Supplied records »
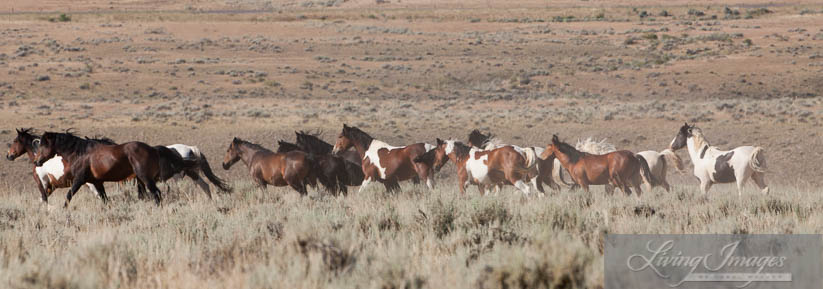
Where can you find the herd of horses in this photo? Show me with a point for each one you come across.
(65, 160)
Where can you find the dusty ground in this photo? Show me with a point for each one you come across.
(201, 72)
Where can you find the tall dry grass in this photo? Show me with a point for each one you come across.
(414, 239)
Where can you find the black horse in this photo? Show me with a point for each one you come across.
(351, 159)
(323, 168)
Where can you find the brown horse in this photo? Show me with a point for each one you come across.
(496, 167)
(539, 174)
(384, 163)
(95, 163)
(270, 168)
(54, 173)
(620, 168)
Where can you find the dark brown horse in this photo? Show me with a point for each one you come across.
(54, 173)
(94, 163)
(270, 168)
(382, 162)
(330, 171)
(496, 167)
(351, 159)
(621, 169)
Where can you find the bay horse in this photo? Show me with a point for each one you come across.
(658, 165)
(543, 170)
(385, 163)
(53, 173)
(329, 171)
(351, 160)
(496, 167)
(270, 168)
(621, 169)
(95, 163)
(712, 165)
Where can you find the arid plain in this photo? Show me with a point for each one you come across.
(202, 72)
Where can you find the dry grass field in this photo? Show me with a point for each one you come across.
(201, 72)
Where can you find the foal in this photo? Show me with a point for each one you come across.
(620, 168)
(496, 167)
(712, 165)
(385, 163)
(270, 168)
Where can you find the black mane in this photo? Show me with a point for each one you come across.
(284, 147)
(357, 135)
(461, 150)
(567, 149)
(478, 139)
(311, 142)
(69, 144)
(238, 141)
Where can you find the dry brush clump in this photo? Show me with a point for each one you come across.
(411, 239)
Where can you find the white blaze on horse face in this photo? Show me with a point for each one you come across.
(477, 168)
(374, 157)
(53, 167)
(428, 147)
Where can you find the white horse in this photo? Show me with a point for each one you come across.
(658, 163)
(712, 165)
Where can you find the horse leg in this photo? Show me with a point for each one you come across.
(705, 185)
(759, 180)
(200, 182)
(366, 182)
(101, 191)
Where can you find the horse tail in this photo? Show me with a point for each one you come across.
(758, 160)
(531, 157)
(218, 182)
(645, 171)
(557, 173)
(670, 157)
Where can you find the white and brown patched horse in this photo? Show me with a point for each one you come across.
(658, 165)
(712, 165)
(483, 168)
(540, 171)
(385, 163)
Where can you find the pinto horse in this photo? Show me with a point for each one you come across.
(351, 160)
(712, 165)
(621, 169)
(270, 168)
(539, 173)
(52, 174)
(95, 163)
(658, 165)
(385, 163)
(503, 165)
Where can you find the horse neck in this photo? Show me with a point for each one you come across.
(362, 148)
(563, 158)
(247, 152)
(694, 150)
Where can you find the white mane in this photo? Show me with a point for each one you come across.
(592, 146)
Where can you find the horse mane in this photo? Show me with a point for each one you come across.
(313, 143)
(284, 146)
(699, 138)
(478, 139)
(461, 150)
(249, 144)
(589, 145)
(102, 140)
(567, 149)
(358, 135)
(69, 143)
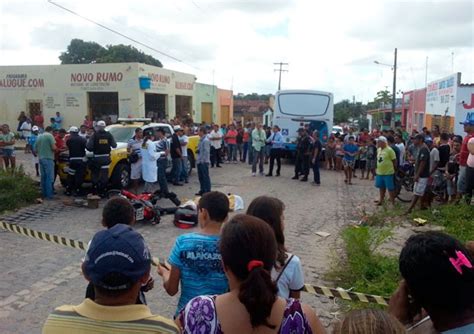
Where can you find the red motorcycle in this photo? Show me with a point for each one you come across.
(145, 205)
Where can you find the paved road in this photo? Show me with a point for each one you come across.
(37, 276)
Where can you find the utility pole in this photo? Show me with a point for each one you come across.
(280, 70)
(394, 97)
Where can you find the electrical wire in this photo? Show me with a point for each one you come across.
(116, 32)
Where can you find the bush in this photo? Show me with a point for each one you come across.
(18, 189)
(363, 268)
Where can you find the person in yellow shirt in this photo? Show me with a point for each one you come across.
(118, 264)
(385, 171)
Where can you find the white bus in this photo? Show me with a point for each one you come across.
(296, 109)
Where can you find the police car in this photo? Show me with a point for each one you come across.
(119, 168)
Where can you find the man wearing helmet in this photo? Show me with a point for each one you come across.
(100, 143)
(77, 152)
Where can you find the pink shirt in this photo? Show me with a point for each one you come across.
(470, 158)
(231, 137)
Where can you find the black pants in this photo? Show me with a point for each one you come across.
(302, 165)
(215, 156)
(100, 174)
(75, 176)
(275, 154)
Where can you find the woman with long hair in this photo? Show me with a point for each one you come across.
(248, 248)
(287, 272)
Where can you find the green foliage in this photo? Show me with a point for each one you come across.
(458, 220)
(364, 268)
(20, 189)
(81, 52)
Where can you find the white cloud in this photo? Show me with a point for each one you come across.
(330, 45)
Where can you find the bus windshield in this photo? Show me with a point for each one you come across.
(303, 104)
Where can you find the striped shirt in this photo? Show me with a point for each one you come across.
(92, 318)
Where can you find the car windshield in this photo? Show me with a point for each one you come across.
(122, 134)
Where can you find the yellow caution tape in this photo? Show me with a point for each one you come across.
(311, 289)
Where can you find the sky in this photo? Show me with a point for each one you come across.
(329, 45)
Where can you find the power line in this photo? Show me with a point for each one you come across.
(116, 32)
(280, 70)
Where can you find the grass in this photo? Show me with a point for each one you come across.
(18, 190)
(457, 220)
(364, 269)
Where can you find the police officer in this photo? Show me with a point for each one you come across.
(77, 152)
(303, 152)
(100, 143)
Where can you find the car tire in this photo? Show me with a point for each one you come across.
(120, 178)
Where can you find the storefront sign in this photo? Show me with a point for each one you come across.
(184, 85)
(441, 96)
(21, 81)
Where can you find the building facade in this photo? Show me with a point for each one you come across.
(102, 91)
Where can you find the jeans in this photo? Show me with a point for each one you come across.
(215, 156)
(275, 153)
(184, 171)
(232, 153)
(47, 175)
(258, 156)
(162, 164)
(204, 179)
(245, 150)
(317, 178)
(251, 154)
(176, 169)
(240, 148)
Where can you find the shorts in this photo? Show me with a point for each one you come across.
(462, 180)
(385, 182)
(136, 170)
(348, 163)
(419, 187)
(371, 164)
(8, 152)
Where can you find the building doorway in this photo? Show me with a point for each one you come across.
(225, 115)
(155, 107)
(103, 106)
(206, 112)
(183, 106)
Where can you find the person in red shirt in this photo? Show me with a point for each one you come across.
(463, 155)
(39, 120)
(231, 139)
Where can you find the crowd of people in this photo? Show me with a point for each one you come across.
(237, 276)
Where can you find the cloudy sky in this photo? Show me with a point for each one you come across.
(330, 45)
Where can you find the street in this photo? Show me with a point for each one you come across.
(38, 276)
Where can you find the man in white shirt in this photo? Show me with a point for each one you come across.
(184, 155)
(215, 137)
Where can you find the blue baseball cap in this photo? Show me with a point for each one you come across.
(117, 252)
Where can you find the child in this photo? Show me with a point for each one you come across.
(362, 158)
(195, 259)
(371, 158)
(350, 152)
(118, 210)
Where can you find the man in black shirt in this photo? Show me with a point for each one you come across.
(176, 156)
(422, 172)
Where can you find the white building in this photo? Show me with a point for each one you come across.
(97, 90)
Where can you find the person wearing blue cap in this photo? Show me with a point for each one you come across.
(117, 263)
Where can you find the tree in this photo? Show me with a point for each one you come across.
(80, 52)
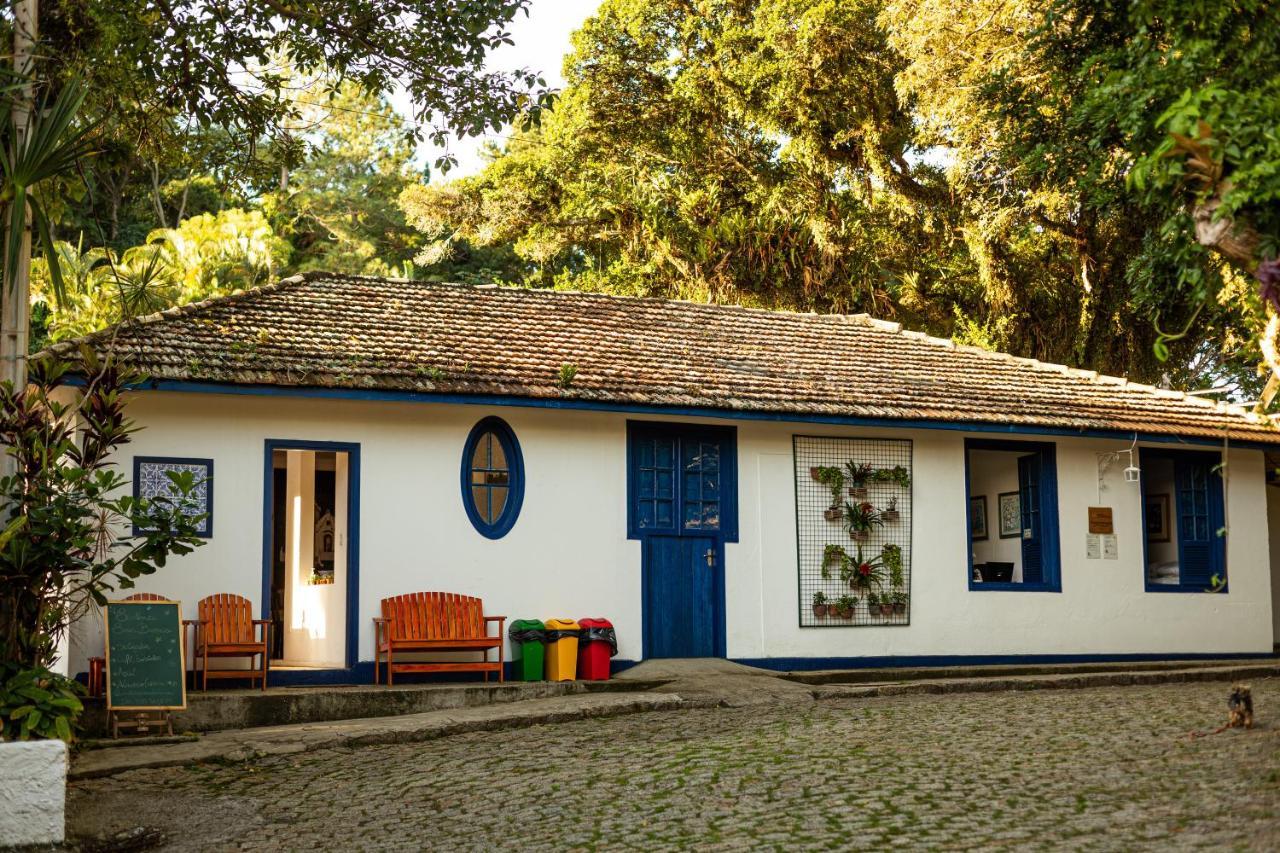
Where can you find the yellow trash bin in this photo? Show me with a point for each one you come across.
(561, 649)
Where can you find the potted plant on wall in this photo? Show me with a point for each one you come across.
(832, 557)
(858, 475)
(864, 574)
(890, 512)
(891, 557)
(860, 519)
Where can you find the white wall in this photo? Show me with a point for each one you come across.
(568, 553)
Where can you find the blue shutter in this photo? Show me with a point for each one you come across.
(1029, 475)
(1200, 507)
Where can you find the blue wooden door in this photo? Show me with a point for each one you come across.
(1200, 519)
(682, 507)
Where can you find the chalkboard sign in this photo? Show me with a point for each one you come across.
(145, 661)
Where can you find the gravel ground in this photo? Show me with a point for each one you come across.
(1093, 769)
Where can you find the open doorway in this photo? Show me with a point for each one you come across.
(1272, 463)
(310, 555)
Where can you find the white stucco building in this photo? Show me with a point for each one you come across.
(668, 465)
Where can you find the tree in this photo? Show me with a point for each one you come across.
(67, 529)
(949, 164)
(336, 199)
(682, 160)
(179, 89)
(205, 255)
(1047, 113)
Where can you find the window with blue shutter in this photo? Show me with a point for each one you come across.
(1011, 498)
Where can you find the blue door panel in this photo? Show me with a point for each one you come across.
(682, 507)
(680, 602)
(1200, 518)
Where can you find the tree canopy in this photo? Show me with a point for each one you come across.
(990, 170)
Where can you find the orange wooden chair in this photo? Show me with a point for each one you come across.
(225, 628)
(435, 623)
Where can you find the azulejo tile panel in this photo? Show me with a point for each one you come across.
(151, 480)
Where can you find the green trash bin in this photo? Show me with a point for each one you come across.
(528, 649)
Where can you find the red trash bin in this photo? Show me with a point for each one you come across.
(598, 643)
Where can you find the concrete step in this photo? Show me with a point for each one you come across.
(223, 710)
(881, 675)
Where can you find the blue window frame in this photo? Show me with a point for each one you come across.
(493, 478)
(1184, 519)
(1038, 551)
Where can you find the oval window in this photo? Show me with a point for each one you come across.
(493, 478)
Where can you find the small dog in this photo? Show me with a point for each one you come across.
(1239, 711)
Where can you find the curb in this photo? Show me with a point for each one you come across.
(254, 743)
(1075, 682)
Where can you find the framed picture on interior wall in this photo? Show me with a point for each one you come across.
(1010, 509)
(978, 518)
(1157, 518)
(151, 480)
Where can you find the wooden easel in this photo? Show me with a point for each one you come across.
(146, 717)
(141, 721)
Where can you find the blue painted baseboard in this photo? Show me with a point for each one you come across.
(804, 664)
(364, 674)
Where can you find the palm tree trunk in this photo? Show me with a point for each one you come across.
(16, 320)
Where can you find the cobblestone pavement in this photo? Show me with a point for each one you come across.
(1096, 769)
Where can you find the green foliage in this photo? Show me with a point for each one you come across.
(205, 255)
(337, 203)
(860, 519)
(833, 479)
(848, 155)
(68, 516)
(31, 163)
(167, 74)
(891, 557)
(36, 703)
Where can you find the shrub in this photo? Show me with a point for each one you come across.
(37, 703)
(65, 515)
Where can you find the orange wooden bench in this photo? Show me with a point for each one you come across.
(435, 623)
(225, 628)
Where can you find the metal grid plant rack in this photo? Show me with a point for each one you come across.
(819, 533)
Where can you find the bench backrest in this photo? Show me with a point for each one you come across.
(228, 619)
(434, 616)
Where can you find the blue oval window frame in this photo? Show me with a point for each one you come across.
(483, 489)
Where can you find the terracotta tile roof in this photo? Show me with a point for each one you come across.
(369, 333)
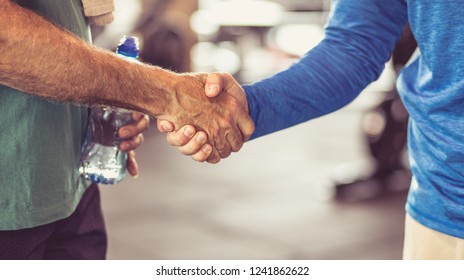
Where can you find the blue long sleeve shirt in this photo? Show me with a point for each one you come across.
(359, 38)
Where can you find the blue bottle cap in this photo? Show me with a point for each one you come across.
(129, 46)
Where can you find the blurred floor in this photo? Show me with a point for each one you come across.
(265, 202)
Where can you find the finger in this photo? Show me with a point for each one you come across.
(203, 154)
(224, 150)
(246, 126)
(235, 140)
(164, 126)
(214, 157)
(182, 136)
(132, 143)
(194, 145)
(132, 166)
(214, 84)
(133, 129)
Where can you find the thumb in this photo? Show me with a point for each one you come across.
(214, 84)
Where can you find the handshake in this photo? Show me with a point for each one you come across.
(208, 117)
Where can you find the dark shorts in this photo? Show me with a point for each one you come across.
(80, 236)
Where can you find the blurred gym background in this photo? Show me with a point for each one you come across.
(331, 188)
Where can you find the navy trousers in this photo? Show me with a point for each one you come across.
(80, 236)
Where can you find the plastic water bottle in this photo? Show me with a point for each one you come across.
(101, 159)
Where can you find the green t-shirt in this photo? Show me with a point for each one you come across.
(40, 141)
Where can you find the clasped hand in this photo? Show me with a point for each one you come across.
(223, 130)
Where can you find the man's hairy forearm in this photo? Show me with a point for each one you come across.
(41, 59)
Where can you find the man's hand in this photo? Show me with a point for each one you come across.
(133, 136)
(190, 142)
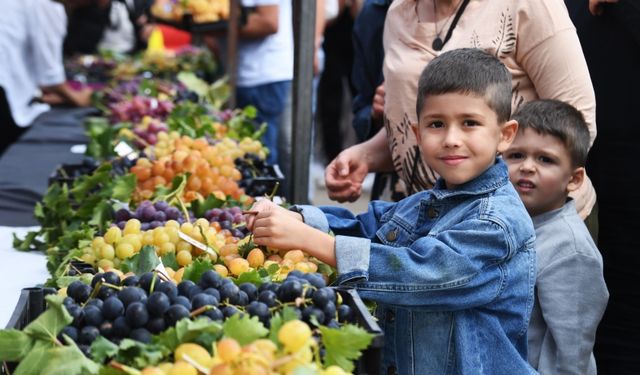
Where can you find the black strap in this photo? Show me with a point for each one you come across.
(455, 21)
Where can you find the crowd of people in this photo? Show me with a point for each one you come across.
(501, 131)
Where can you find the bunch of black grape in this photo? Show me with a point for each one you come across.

Exercise directions »
Set down, unchanged, only the lines running from the line with "Where can you find the finger" to the last line, including both. Pictures stay out of the copy.

The response »
Where can you find the finger in this photo? Show me with a point for each one you come across.
(203, 154)
(224, 150)
(246, 126)
(235, 140)
(164, 126)
(214, 157)
(182, 136)
(132, 143)
(194, 145)
(132, 166)
(214, 84)
(133, 129)
Where can you find the thumb in this photo? Show me with a point for each one you come across.
(214, 84)
Where can you find the handshake in this photo? Show me with a point for each one you come across.
(208, 117)
Where can you find the dark shorts in this photo? Show me with a point for each one you come across.
(80, 236)
Where can you find the blurred gym background in this photo? Show me with a point for each one you come across.
(331, 188)
Where can you find the navy trousers in this photo? Show me with a point for each one you come across.
(80, 236)
Where can you find the plastic water bottle in this photo? Show me with a point for each one you come across.
(101, 159)
Where can you find the green t-shirt in this photo? Show me with a point for each one you come across.
(40, 141)
Where can you find the clasped hand in this photo? Show me with a point for each one you come across.
(223, 130)
Where can you find the man's hairy forearm in this photo? Show me with a point for each one you come across.
(41, 59)
Where can you find the man's hand in this photo? Show me with a point for each one you come across.
(133, 136)
(190, 142)
Where can you find the black strap in this photo? Show me with a point for each one you come across.
(455, 21)
Where can you find the crowd of people in this photo? Show me with a point for each one you come across.
(501, 131)
Where can you find the bunch of black grape in this photo? Show me with a point for each one you come across.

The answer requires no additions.